#### DATA FOR ANALYSIS

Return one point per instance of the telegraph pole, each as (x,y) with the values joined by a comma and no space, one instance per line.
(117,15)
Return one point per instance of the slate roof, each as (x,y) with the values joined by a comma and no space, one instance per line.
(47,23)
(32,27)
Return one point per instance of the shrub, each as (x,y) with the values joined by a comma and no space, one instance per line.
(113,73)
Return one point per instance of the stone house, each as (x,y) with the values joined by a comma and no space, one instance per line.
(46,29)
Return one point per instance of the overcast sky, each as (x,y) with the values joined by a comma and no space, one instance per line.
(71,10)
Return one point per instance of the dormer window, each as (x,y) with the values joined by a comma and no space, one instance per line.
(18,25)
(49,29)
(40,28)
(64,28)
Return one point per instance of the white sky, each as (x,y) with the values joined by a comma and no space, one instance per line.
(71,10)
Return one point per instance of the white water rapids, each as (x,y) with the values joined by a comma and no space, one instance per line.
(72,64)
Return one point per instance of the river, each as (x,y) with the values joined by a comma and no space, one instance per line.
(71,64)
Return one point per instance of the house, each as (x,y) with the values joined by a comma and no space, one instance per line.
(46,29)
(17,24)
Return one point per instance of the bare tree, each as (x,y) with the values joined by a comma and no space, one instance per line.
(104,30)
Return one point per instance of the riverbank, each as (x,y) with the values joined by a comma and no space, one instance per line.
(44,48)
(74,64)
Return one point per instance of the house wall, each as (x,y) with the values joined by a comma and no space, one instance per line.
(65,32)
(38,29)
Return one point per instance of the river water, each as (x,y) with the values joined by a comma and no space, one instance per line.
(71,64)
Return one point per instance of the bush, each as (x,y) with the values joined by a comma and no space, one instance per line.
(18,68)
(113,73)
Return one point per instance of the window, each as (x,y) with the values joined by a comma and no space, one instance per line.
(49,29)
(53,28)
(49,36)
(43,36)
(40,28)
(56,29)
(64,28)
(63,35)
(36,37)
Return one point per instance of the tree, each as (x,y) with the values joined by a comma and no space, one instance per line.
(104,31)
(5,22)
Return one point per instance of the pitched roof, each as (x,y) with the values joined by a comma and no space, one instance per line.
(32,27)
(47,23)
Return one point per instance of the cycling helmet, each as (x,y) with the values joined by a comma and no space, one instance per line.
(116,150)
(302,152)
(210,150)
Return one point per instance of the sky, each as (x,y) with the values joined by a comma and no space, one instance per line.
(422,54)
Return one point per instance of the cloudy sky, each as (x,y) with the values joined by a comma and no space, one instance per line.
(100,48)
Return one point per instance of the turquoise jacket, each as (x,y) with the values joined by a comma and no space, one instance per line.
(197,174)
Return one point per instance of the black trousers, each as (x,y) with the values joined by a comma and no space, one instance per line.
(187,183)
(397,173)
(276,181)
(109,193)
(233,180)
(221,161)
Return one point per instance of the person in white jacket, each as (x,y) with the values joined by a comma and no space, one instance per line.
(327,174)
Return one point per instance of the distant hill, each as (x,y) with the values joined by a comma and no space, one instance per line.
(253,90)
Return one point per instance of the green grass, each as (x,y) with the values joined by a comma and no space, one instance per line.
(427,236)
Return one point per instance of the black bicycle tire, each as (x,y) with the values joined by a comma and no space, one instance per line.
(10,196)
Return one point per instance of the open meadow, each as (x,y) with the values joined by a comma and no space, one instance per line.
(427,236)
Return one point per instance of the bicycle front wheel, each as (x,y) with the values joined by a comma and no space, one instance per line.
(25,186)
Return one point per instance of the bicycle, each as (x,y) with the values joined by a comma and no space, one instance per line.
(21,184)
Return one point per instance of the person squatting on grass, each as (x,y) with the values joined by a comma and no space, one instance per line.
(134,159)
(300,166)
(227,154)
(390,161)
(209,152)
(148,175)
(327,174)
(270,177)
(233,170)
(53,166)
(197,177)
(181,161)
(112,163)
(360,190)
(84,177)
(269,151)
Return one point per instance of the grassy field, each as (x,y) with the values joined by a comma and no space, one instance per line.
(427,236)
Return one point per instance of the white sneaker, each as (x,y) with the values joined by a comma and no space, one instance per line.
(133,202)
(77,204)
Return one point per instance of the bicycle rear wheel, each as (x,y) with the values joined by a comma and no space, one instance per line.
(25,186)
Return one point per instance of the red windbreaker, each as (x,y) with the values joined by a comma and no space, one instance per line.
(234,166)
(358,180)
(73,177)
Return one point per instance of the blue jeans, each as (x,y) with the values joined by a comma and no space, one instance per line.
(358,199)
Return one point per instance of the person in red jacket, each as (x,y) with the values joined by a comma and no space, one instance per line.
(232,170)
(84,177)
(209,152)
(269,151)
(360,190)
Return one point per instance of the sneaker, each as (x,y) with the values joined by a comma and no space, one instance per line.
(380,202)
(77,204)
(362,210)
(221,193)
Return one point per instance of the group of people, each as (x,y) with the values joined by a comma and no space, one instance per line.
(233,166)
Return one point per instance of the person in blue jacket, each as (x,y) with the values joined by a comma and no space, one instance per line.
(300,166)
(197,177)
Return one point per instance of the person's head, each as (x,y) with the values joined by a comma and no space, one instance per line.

#### WHAT IS REQUIRED
Each line above is to be reproduced exactly.

#### SOLUTION FOR THIS EXERCISE
Return one point per instance of the telegraph pole, each as (x,y) with the values joined by a comma and no space, one instance per line.
(117,15)
Return one point per instance of the slate roof, each as (x,y) with the values joined by a comma and no space, one instance per line.
(47,23)
(32,27)
Return one point per instance of the shrub, each as (x,y) with the values joined by a comma and no space, one instance per line.
(113,73)
Return one point per instance of the stone house, each as (x,y) with the values joined by a comma and no space, one instance per line.
(46,29)
Return one point per instance of the overcast sky, each as (x,y) with the values joined by a comma and no space, one instance per line.
(71,10)
Return one point per instance of the dormer window, each as (x,y) with the values joined by a comma and no space, one instance per line.
(18,25)
(49,29)
(40,28)
(64,28)
Return one point per instance of the white sky, each as (x,y) with the values joined by a comma and no space, one instance per line.
(71,10)
Return one point per instance of the white water rapids, each as (x,y) with the values joined by a comma and no space, one instance per line.
(72,64)
Return one point per instance of the river, each as (x,y) with the values joined by a comma and no space, one instance per line.
(71,64)
Return one point per instance of the house, each as (x,y) with the values joined by a comma and no space, one instance per line.
(46,29)
(17,24)
Return one point per instance of the bare tree, each as (x,y) with the values joined by a comma and no space, one instance per line.
(104,30)
Return one point per instance of the riverbank, each as (x,y) with the values joined by a comma and no space, one instance per line.
(44,48)
(74,64)
Return one point per instance of the house wall, each as (x,y) with the values joined by a comma and no space, one instance per line.
(65,32)
(38,29)
Return one point per instance of the river water, each as (x,y) with the values joined by a comma and no space, one instance per line.
(71,64)
Return one point per instance of the bush, each as (x,y) with the values joined by a comma and no space, one instance per line.
(18,68)
(113,73)
Return one point per instance of the window, each as (x,y) with the values joined by a comma and no space, one instance per line.
(49,29)
(53,28)
(49,36)
(43,36)
(40,28)
(56,29)
(64,28)
(63,35)
(36,37)
Return one point per instance of the tree, each as (x,y) with the values joined by a comma and no space, one instance per line.
(104,31)
(5,22)
Return one point per instance of the pitched roof, each as (x,y) with the values joined by a comma and no space, one instance per line.
(32,27)
(47,23)
Return one point per instance of the cycling helmet, each as (x,y) with the values joined by a comma and no space, one instance per line.
(116,150)
(302,152)
(210,150)
Return one point per instance of the sky, each as (x,y) with the values joined by a comma and no space, one instance per line.
(422,54)
Return one point per instance of the cloudy sky, each as (x,y) with the values joined by a comma and no space, one instance per line.
(100,48)
Return one point per instance of the turquoise jacket, each as (x,y) with the values joined by a comma and no space, one instance per line.
(197,174)
Return one point per instance of the black trousers, each as (x,y) with the values joined by a comma and no space, one instance per line.
(187,183)
(397,173)
(276,181)
(109,193)
(233,180)
(221,161)
Return one point per instance of the person in white jacket, each as (x,y) with the values joined by a comma and no space, one instance per line.
(327,174)
Return one point per instance of the distant hill, each as (x,y) with the values joined by a comma and no space, one instance per line.
(253,90)
Return one point per instance of the green grass, each as (x,y) with the values joined by a comma and no space, one instance per line.
(427,236)
Return one point per instance of the black bicycle tire, each as (x,y) with the values joined by a comma and no space, one instance per line.
(10,196)
Return one point per instance of the open meadow, each as (x,y) with the values joined by a comma and no space, one instance per line.
(427,236)
Return one point per instance of the bicycle front wheel, each as (x,y) with the values joined by a comma and no space, one instance per line.
(25,186)
Return one point per instance of the bicycle, each as (x,y) with the values joined by a comma and no space, one instance per line.
(21,184)
Return one point per instance of the person squatting on grass, each as (x,y) with the values joined by a comma and no space, one instance per line.
(134,159)
(300,166)
(227,154)
(390,161)
(209,152)
(148,175)
(327,174)
(270,177)
(233,170)
(53,166)
(197,177)
(181,161)
(112,163)
(360,190)
(84,177)
(269,151)
Return one point per instance of the grassy field, each as (x,y) with the values joined by a comma and no space, one instance per line.
(427,236)
Return one point per instance of the white sneaker, each as (x,y) with the values joined by a comma and no space, one instance per line.
(133,202)
(77,204)
Return one point per instance of the bicycle rear wheel, each as (x,y) with the values joined by a comma and no space, one instance per line.
(25,186)
Return one point per instance of the red windbreaker, each as (x,y) with the values joined by a comma and no space, one instance per line.
(234,166)
(358,180)
(73,177)
Return one point per instance of the blue jeans, each as (x,y) with the values joined by a comma and no space, one instance per line.
(358,199)
Return one point per instance of the person in red jacket, each as (x,y) with the values joined by a comma and no space, one instance per line.
(232,170)
(84,177)
(209,152)
(269,151)
(360,190)
Return one point per instance of the sneaker, each as (x,y) with the values joined by a comma and no space, one instance per line.
(380,202)
(77,204)
(362,210)
(221,193)
Return one point per instance of the group of people, each as (x,y) with the values joined by a comma and no space, one instance per line.
(233,166)
Return one point per instance of the person in blue jacket, each as (x,y) with the values joined by a comma and no space, one instance per line.
(300,166)
(197,177)
Return one point per instance of the person's head, each as (x,y) with the values joined by a comma and no space, one instance per line.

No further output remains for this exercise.